• _ÜBUNGSTEXT_:
▬▬▬

Die Kündigung eines Wohnraummietverhältnisses ist nur bei Vorliegen eines berechtigten Interesse möglich. Hierzu zählt der Eigenbedarf, der voraussetzt, dass die Wohnung für eine gesetzlich vorgesehene Bedarfsperson als Wohnung "benötigt" wird. Über die Auslegung dieses Begriffs gab es schon immer Streit. Eine enge ältere Auffassung verlangte das Vorliegen einer Mangellage auf Vermieterseite, auf der anderen Seite begnügte sich eine großzügige Auffassung mit jedem Nutzungswunsch des Vermieters. Der BGH hatte bisher in Übereinstimmung mit dem BVerfG immer formuliert, dass Eigenbedarf anzunehmen sei, wenn der Vermieter vernünftige, nachvollziehbare Gründe für die Inanspruchnahme des Wohnraums für sich oder eine begünstigte Person hat. Darauf, ob er unzureichend oder zu teuer untergebracht ist, kam es danach nicht an.

▬▬▬

• _DATENTEIL_:
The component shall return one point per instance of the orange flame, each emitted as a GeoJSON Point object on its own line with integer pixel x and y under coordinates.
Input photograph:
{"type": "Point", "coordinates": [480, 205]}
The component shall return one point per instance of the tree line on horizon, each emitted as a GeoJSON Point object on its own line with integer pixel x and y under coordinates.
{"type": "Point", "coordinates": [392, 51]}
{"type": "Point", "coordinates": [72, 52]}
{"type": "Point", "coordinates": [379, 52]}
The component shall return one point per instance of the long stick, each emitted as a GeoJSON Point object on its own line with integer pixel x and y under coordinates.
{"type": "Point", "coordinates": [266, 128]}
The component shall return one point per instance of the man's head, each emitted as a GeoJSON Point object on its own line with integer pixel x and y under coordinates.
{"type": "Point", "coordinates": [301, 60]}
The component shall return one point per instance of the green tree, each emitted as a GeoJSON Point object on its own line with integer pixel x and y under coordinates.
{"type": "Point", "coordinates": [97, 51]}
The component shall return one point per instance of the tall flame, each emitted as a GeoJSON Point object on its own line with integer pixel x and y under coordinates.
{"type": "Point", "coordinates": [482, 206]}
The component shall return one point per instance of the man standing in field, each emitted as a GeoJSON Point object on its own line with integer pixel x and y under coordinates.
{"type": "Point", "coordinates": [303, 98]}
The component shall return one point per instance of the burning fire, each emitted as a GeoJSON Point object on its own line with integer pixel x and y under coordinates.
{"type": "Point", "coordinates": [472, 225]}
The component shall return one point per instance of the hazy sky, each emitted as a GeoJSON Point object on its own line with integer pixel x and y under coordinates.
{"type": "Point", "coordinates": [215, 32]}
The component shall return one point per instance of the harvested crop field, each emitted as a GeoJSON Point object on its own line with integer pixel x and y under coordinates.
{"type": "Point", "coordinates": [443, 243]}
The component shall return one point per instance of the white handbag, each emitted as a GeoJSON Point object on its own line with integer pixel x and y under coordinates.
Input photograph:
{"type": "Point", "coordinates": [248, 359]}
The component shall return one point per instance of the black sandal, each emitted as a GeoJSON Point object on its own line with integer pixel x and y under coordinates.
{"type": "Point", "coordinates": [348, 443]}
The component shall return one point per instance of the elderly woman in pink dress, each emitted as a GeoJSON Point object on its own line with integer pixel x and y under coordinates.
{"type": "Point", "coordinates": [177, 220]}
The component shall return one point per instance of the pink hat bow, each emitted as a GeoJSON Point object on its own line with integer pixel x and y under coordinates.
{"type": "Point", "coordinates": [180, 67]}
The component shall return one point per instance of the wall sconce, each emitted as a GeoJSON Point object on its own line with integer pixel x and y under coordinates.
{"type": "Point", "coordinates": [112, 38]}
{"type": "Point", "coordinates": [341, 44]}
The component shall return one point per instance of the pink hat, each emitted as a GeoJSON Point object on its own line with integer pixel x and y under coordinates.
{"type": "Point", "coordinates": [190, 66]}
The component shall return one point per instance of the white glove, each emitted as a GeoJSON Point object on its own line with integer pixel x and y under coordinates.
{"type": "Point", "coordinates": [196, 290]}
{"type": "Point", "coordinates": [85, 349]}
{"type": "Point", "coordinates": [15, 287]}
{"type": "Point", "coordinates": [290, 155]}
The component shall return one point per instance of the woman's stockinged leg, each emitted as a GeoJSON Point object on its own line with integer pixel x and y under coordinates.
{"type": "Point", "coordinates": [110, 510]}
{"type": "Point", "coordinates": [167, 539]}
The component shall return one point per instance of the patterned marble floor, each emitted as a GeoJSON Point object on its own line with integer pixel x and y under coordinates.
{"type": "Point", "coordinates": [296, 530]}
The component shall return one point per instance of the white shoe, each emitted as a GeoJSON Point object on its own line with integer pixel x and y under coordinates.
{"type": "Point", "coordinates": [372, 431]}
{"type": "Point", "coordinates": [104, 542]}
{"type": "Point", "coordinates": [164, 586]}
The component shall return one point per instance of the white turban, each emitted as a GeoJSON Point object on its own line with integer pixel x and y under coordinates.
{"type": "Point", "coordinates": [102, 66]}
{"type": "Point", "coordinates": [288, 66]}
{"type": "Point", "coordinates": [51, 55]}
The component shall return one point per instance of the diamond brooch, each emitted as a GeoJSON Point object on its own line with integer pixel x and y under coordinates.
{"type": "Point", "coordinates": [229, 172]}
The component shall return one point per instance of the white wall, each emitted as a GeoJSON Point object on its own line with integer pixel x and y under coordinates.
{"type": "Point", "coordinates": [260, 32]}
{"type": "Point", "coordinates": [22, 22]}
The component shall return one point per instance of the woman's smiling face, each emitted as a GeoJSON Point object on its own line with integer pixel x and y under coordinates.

▬▬▬

• _ZIEL DER AUFGABE_: Zitiere den Übungstext oben vollständig und wortgetreu.

• _LÖSUNG SIEHE UNTEN_:
Die Kündigung eines Wohnraummietverhältnisses ist nur bei Vorliegen eines berechtigten Interesse möglich. Hierzu zählt der Eigenbedarf, der voraussetzt, dass die Wohnung für eine gesetzlich vorgesehene Bedarfsperson als Wohnung "benötigt" wird. Über die Auslegung dieses Begriffs gab es schon immer Streit. Eine enge ältere Auffassung verlangte das Vorliegen einer Mangellage auf Vermieterseite, auf der anderen Seite begnügte sich eine großzügige Auffassung mit jedem Nutzungswunsch des Vermieters. Der BGH hatte bisher in Übereinstimmung mit dem BVerfG immer formuliert, dass Eigenbedarf anzunehmen sei, wenn der Vermieter vernünftige, nachvollziehbare Gründe für die Inanspruchnahme des Wohnraums für sich oder eine begünstigte Person hat. Darauf, ob er unzureichend oder zu teuer untergebracht ist, kam es danach nicht an.